── DATASET ENTRIES ──

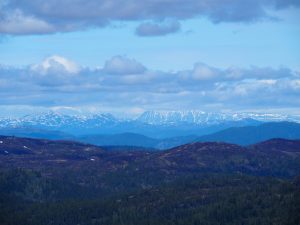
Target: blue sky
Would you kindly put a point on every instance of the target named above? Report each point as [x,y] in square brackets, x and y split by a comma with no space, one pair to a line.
[209,55]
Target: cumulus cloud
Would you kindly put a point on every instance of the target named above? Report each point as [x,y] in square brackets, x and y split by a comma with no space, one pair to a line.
[123,82]
[37,16]
[56,64]
[158,29]
[123,65]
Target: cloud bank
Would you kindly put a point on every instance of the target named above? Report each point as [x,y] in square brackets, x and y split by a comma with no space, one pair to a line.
[125,83]
[21,17]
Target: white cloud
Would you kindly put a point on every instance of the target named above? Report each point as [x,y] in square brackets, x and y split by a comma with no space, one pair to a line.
[17,23]
[124,82]
[56,64]
[38,17]
[123,65]
[158,29]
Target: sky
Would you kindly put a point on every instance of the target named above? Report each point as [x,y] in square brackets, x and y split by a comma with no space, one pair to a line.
[129,56]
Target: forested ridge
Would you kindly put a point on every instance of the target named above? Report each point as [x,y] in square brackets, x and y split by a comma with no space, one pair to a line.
[199,183]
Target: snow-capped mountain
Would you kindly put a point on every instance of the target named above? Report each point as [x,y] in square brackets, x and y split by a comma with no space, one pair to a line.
[56,120]
[152,123]
[205,118]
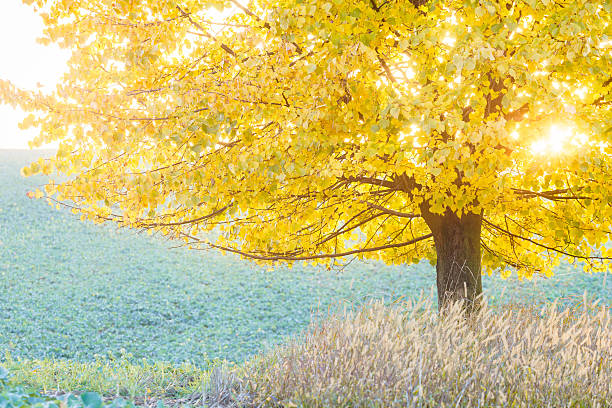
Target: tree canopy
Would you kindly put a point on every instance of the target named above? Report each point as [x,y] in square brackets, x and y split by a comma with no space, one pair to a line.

───

- OBJECTIVE -
Write out all the records above again, switching every "point" to "dot" and keeping everything else the same. Leave the pictures out.

- SOLUTION TO THE PROBLEM -
Target: blue sky
Would you kindly put a dot on every instance of the target named above? Report each dot as [x,y] in square brackets, x and y split by a comma with no space, one pair to a line.
[209,55]
Target: cumulus cloud
Would you kindly put a dot on every instance of the target named above? Report each dot as [x,y] in square brackets, x and y split by a comma with no space, one pair to a line.
[123,82]
[37,16]
[56,64]
[158,29]
[123,65]
Target: cloud bank
Would you kindly put a dot on every instance of the target named above? Report each dot as [x,y] in square brackets, x and y split by a comma with no space, one pair to a line.
[125,83]
[21,17]
Target: white cloud
Would you kindly put a dot on every instance of the target named above? Report each dot as [x,y] in square brackets, x and y split by a comma with no space, one pair to a line.
[17,23]
[124,82]
[56,64]
[38,17]
[123,65]
[158,29]
Target: sky
Would you kindly put a dot on every instance of the target named above? Report each dot as [x,y] in square brackets, x and y split by a comma with no space, one pair to a line.
[129,56]
Target: forested ridge
Would you kindly put a dot on every instance of the target named above? Report each dot as [x,y] in square brackets, x and y split by a comma with no space, one pair to a line.
[199,183]
Target: snow-capped mountain
Would you kindly put a dot on every instance of the target named above? Report each dot as [x,y] in square brackets, x and y split by a comma with no space, one pair to a line.
[56,120]
[152,123]
[205,118]
Target: tree canopy
Would you kindly put a dot on every instance of the target named above? Report each dot as [x,y] in square brackets, x and y split by a comma with no space, one pair to a line.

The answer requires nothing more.